◆ **DIRECTIONS FOR THIS TASK**: Reproduce verbatim the lines of the material below, starting at the line with "Look at the photo above. For each instance of the side" and ending at the line with "Look at the photo above. For each instance of the snowy", both inclusive; skip the rest.

◆ **RECORDS**:
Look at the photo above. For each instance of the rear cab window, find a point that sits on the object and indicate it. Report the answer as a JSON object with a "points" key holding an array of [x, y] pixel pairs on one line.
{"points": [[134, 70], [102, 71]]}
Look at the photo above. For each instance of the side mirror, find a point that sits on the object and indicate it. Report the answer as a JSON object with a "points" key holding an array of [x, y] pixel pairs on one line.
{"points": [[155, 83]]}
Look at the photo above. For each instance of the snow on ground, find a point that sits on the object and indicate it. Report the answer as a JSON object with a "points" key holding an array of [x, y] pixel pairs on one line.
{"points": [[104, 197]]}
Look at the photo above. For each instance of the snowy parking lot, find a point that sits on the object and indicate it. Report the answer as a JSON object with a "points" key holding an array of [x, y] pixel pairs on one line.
--
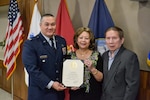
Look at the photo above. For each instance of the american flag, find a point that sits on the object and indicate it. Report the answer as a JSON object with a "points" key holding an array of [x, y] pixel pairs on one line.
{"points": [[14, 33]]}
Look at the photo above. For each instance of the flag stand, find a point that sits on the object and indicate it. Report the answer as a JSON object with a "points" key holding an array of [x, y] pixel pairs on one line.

◆ **ANSWER SPACE**:
Look at the photo above. For each instance of the side mirror, find a point that sits on the object and indicate it. Report the answer as a JSON object with a "points" key holding an array of [x, y] pixel pairs on one line.
{"points": [[155, 83]]}
Look at the photo above. For each instance of the snow on ground, find a point that sits on the object and indicate it. Report the answer as a JSON object with a "points" key holding an array of [x, y] pixel pairs on one line.
{"points": [[104, 197]]}
Look at the photo above. For each instance of the snowy parking lot, find a point that sits on the object and indicate it. Report the answer as a JSON object with a "points" key holding an array of [x, y] pixel pairs on one line.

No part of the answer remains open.